* EXERCISE AIM
Please set out the lines below as a JSON list of strings, one string per line, skipping any blank lines. Leave out the pictures.
--- Start STORED ROWS ---
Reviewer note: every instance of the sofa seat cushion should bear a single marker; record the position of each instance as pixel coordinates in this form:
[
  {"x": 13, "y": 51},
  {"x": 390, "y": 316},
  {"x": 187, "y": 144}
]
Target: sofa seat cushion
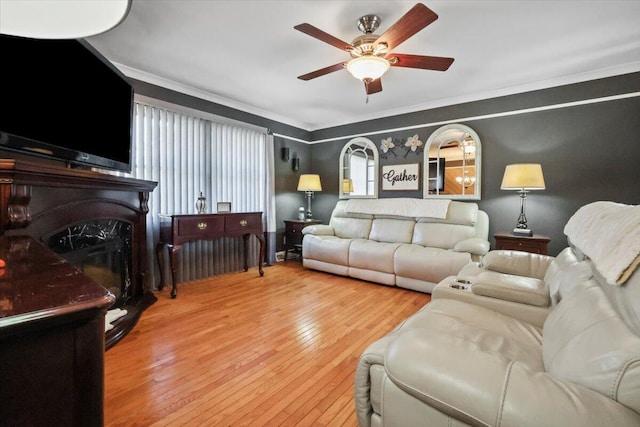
[
  {"x": 444, "y": 236},
  {"x": 485, "y": 328},
  {"x": 509, "y": 287},
  {"x": 484, "y": 387},
  {"x": 428, "y": 264},
  {"x": 372, "y": 255},
  {"x": 328, "y": 249},
  {"x": 587, "y": 342}
]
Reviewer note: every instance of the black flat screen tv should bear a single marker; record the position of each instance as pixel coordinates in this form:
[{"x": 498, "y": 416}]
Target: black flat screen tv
[{"x": 61, "y": 99}]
--- End STORED ROWS ---
* TASK ANSWER
[
  "Reviewer note: every instance of the sofa seat cushion should bear a single marker; record the position of each instance as pixel coordinates in this form:",
  "[",
  "  {\"x\": 13, \"y\": 51},",
  "  {\"x\": 390, \"y\": 316},",
  "  {\"x\": 187, \"y\": 144}",
  "]",
  "Target: sofa seat cushion",
  "[",
  "  {\"x\": 444, \"y\": 236},",
  "  {\"x\": 485, \"y\": 328},",
  "  {\"x\": 509, \"y\": 287},",
  "  {\"x\": 484, \"y\": 387},",
  "  {\"x\": 428, \"y\": 264},",
  "  {\"x\": 372, \"y\": 255},",
  "  {\"x\": 328, \"y\": 249},",
  "  {\"x\": 587, \"y\": 342}",
  "]",
  "Reviewer note: every instance of the black flat screen tv should bear a single marker; record the position of each instance as pixel coordinates in this form:",
  "[{\"x\": 498, \"y\": 416}]",
  "Target: black flat screen tv",
  "[{\"x\": 61, \"y\": 99}]"
]